## start

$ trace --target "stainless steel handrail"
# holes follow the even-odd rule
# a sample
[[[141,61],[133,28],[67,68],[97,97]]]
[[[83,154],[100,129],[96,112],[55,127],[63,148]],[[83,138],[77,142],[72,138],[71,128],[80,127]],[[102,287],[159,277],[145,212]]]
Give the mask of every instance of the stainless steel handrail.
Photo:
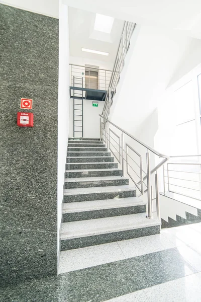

## end

* Problem details: Identify each line in the items above that contains the word "handrail" and copy those lines in full.

* Expected answer:
$ trace --target "stainless steel handrail"
Give the mask of every instance of the stainless steel handrail.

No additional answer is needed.